# SOURCE EXCERPT
+-------+
A replica of the ‘Liquid Transmitter’
In 1880 Bell also made the first wireless communications with his ‘Photophone’. It used a beam of light to carry a sound signal between two buildings 215 metres apart and was considered by Bell his most important invention. Due to its use of an atmospheric medium it failed to produce real advances until the development of Optical technologies by the US military in the 1920s. The theory of “LASER” was advanced by Einstein in 1917, however it took many years before a working model was produced.
It took until after the Second World War for a wireless telephone as we understand them to be developed in the US by AT&T. They were very simple devices much like a walkie talkie in that only one user could speak at a time, and you had to manually search the frequencies of the radio spectrum at 35mhz or 150mhz to find space for the call. At this time the batteries necessary made the device weigh 35kg.
In the UK it was the General Post Office who built and operated our telegraph / telephone infrastructure with the first commercial calls being made in 1912. This network was built with copper cables. In 1981 the GPO was split into the Post Office and British Telecoms. BT was the parent company of Cellnet to give them an entry into the lucrative mobiles market and BTCellnet later became O2 who in turn are parents to giffgaff.
In 1970 optical fibre was invented by Corning Glass Works and proved able to send signal at 45Mbps although it was necessary to have signal boosters every 10kms. By 1981 Single-Mode fibre was found to be the way forward with great improvements and by 1987 these 2nd generation fibres were operating at speeds over 1.5Gb/s with boosters only needed every 50km, In 1988 the first Transatlantic fibre was laid. The 3rd generation upped the speeds to 2.5Gb/s and halved the need for boosters to 100kms apart.
By 1992 and 4th generation fibre the invention of optical amplifiers and Wavelength Division Multiplexing has enabled speeds to double every 6 months and by 2006 transmission speed was up to 14Tb/s using amplifiers only every 160kms.
To put optical transmission in its simplest terms think of an LED, a light emitting diode, this produces ‘incoherent light’, a laser emitting diode produces ‘coherent light’ and WDM means sending more laser light beams down a single fibre.
+-------+
# DATA
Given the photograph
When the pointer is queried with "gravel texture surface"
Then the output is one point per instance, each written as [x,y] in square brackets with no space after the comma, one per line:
+-------+
# TASK LIST
a. Transcribe the telecommunications history passage, beginning at the words "It took until" and stopping after "parents to giffgaff.".
b. Write the next part of the telecommunications history passage, starting right after its last sentence.

# FINAL ANSWERS
a.
It took until after the Second World War for a wireless telephone as we understand them to be developed in the US by AT&T. They were very simple devices much like a walkie talkie in that only one user could speak at a time, and you had to manually search the frequencies of the radio spectrum at 35mhz or 150mhz to find space for the call. At this time the batteries necessary made the device weigh 35kg.
In the UK it was the General Post Office who built and operated our telegraph / telephone infrastructure with the first commercial calls being made in 1912. This network was built with copper cables. In 1981 the GPO was split into the Post Office and British Telecoms. BT was the parent company of Cellnet to give them an entry into the lucrative mobiles market and BTCellnet later became O2 who in turn are parents to giffgaff.

b.
This is how cable TV and broadband services are delivered in towns and cities and due to the high costs of these technologies means it will never be viable to send fibre to the more rural parts of our country. This is one of the many reasons for the explosion in demand for mobile internet.
Previously, we took a look at the birth and growth of simple wired communications networks from the very beginning, with the invention of Morse code in the mid 1800s through to the deployment of fibre systems which started in earnest in the late 20th century. At around the same time that fibre was beginning to be used to carry large numbers of simultaneous calls and data we also saw the first steps in personal wireless communication coming to market.
There is an important distinction between the first generation system of mobiles and later developments, in that 1g as it was known was an analogue system. The voice is sent ‘live’ as it were. With 2g onwards the networks became digital, in which the voice is sampled and broken down into data before it is sent. The receiver at the other end then reassembles that data to make the voice that we hear.
The first generation of analogue mobile systems was launched in Japan by NTT in 1979 and covered Tokyo’s 20m people with 23 base stations and by 1984 covered the whole of the country. The 1g network was started in Europe by Nordic Mobile Telephone and began in 1981 covering Sweden, Norway, Finland and Denmark. In 1983 Motorola started in Washington DC and on 01/01/85 the first UK mobile call was made with Vodaphone.
1G Motorola DynaTAC 8000 Range. Released: 1984 to 1987
Second generation networks became digital and began in the early 1990s, these networks mainly operating on GSM, General Standard Mobile using CDMA technology. This digitization saw a move away from the huge brick like handsets of analogue to smaller handsets more like those of today. 2g saw the advent of SMS / text messages in 1993 and of ‘pay as you go’ pre-pay systems in the late 90s.
NMT had in 1998 managed proof of concept trials for payment systems via mobile phone with both car parking and a Coca-Cola vending machines being able to take money this way. The first commercial system to work like a bank or credit card was launched in the Philippines in 1999 simultaneously by two operators Globe and Smart.
Mobile phone adverts first appeared in Finland in 2000 giving users news headlines sponsored by advertising. This was the start of the ability to download new ringtones for individual handsets and let loose on the world the insipid ‘Crazy Frog’ phenomenon, although at this point ringtones were usually only polyphonic due to the slow download speeds of the time. The rise in popularity of easily accessible mp3s is still in the future. In 1999 NTT DoCoMo of Japan established the first mobile internet service and quickly realized the limitations of 2g data speeds.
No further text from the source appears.